Brief ▸ All of the entries need to be written out again, exactly as they are.

[Data items]

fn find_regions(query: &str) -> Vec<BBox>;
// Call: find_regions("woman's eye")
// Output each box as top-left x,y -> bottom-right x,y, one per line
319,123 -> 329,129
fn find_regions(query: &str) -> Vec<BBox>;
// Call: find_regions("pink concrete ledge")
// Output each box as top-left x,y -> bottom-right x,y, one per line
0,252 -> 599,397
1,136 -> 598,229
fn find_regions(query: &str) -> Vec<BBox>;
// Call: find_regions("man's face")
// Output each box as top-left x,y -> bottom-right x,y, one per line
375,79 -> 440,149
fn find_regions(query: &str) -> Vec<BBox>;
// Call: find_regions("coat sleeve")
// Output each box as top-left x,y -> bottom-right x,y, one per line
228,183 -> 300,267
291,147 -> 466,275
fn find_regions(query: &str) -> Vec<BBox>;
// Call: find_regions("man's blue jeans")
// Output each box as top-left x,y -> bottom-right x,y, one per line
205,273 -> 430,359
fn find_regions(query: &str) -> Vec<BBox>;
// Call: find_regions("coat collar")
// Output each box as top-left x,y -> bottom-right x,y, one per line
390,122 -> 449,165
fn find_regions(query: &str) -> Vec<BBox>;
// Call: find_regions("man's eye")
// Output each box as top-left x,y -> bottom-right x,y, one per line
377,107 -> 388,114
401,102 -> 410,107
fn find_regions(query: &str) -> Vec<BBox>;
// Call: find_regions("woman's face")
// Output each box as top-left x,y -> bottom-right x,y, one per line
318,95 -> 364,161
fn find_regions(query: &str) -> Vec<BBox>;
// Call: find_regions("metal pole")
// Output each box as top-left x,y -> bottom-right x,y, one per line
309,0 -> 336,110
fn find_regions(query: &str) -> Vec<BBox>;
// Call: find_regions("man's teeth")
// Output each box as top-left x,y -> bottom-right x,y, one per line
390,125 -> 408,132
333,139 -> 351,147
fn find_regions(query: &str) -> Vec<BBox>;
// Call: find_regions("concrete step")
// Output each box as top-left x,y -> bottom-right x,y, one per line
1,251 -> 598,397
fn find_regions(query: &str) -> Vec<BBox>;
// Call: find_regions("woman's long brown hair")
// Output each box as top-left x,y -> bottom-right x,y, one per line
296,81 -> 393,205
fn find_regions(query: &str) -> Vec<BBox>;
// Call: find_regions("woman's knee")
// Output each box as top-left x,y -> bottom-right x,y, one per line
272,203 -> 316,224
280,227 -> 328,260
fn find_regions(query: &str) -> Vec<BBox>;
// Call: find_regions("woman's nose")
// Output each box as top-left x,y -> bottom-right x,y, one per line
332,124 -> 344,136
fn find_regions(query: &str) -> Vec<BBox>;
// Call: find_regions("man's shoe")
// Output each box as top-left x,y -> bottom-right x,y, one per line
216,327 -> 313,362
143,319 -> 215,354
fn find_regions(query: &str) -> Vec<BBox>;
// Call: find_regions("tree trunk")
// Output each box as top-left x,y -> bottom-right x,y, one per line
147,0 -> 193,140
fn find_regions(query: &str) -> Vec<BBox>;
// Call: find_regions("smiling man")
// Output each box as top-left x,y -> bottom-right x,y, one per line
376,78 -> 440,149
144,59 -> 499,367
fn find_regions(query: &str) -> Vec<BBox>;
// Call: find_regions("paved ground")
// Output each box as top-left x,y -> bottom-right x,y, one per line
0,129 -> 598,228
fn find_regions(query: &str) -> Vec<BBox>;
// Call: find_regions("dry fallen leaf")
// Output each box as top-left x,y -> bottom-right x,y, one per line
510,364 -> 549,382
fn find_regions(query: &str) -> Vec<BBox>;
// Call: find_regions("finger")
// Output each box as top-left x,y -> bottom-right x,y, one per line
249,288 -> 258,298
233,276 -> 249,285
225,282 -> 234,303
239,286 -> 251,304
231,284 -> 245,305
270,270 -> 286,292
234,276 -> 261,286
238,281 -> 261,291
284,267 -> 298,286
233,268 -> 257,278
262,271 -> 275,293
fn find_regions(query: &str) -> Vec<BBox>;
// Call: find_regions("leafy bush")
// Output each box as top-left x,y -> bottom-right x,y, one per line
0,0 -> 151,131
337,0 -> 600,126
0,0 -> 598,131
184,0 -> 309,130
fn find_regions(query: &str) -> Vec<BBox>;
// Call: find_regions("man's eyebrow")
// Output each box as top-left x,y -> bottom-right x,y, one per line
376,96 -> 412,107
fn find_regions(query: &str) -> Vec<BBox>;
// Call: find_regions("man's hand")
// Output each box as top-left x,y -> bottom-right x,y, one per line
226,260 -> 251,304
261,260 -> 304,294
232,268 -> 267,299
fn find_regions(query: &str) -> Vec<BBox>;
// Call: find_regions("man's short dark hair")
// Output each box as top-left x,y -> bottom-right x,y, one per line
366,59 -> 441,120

Answer to the problem ▸
fn find_regions(query: &str) -> Vec<BBox>;
// Call: find_regions("woman's eye")
// Output each box as top-left x,y -> bottom-right x,y, one per line
319,123 -> 329,129
fn find_regions(query: &str) -> Vec<BBox>;
// Call: find_regions("pink concrete ledge")
// Output each box as top-left x,y -> bottom-right x,y, one per line
0,252 -> 599,397
1,136 -> 598,229
fn find_regions(query: &str) -> Vec<BBox>;
// Call: find_regions("man's face")
// Output each box as top-left x,y -> bottom-right x,y, one per line
375,79 -> 440,149
fn find_regions(query: &str) -> Vec<BBox>;
// Call: find_regions("coat sleeve")
// Output each box as top-left x,y -> bottom-right x,y, one per line
228,183 -> 300,267
291,147 -> 466,275
fn find_regions(query: &str) -> Vec<BBox>;
// Call: find_regions("man's blue jeans")
// Output each box as top-left x,y -> bottom-right x,y, one per line
205,273 -> 430,359
fn find_regions(query: &str) -> Vec<BBox>;
// Call: find_regions("coat collar")
// Output each box as top-left x,y -> bottom-right x,y, one per line
390,122 -> 449,165
fn find_regions(query: &str) -> Vec<BBox>;
// Call: find_regions("man's eye")
// Output each box as top-left x,y -> bottom-right x,y, one per line
377,107 -> 388,114
401,102 -> 410,107
fn find_regions(query: &str) -> Vec<BBox>;
// Call: find_regions("woman's face")
// Output each box as top-left x,y -> bottom-right x,y, one per line
318,95 -> 364,161
fn find_regions(query: &str) -> Vec<BBox>;
// Call: find_regions("metal pole")
// Output each box as top-left x,y -> bottom-right x,y, one per line
309,0 -> 336,110
fn find_regions(query: &str) -> Vec<BBox>;
// Call: find_regions("man's teeth")
// Output each box as top-left x,y -> bottom-right x,y, one per line
390,125 -> 408,132
333,139 -> 351,147
fn find_regions(query: &str) -> Vec<BBox>;
// Call: find_regions("concrete step")
// Output each box as top-left x,y -> bottom-right x,y, one per line
1,251 -> 598,397
fn find_regions(query: &str) -> Vec<BBox>;
// Call: find_regions("woman's long brown hair")
// Output each box as top-left x,y -> bottom-right x,y, one per line
296,81 -> 393,205
fn find_regions(query: &str) -> Vec<BBox>;
// Call: find_regions("woman's knee")
// Output each box as top-left x,y -> bottom-right x,y, one per line
272,203 -> 316,224
280,227 -> 328,260
fn find_regions(query: &str) -> Vec<BBox>;
// Call: find_regions("woman's nose")
// Output each box as top-left x,y -> bottom-right x,y, one per line
332,124 -> 344,136
fn find_regions(query: &str) -> Vec<BBox>;
// Call: find_regions("man's shoe")
// Output each box as top-left x,y -> bottom-right x,y, one per line
216,327 -> 313,362
143,319 -> 215,354
fn find_regions(query: &str) -> Vec<BBox>;
// Call: find_regions("tree trunk")
// Output each box as top-left x,y -> bottom-right x,y, one per line
147,0 -> 193,140
fn find_regions(query: &str) -> Vec<BBox>;
// Call: find_regions("smiling man")
// Output each box as top-left x,y -> bottom-right x,y, one per line
376,78 -> 440,149
144,59 -> 499,367
fn find_regions(query: &str) -> Vec<BBox>;
// Call: find_regions("paved ground")
// Output each box as top-left x,y -> bottom-right x,y, one per line
0,129 -> 598,228
fn find_regions(query: &str) -> Vec<BBox>;
// Call: find_regions("dry fallen leaf")
// Output each box as top-left x,y -> bottom-right x,y, one per line
510,364 -> 549,382
fn find_regions(query: &str) -> Vec<BBox>;
// Call: find_regions("finger")
// Output each box as top-left x,y -> bottom-right x,y, one per line
249,288 -> 258,298
233,276 -> 249,285
225,282 -> 234,303
239,286 -> 251,304
231,284 -> 245,305
270,270 -> 286,292
234,276 -> 261,286
238,281 -> 261,291
284,267 -> 298,286
233,268 -> 257,278
262,271 -> 275,293
fn find_regions(query: &str) -> Vec<BBox>;
// Call: find_regions("leafy bush")
// Output each box as top-left x,y -> bottom-right x,y, one per line
0,0 -> 151,131
337,0 -> 600,126
0,0 -> 598,131
184,0 -> 309,130
fn find_regions(query: &str) -> Vec<BBox>;
// Call: find_regions("man's eyebrow")
// Output each box as top-left x,y -> bottom-right x,y, one per line
376,96 -> 412,107
fn find_regions(query: &str) -> Vec<BBox>;
// Call: find_regions("man's hand")
// Output each box as top-left x,y -> bottom-right x,y, one per line
226,260 -> 251,304
261,260 -> 304,294
232,268 -> 267,299
fn find_regions(query: &str) -> Vec<BBox>;
// Call: find_regions("man's short dark hair")
// Output each box as top-left x,y -> bottom-right x,y, one per line
366,59 -> 441,120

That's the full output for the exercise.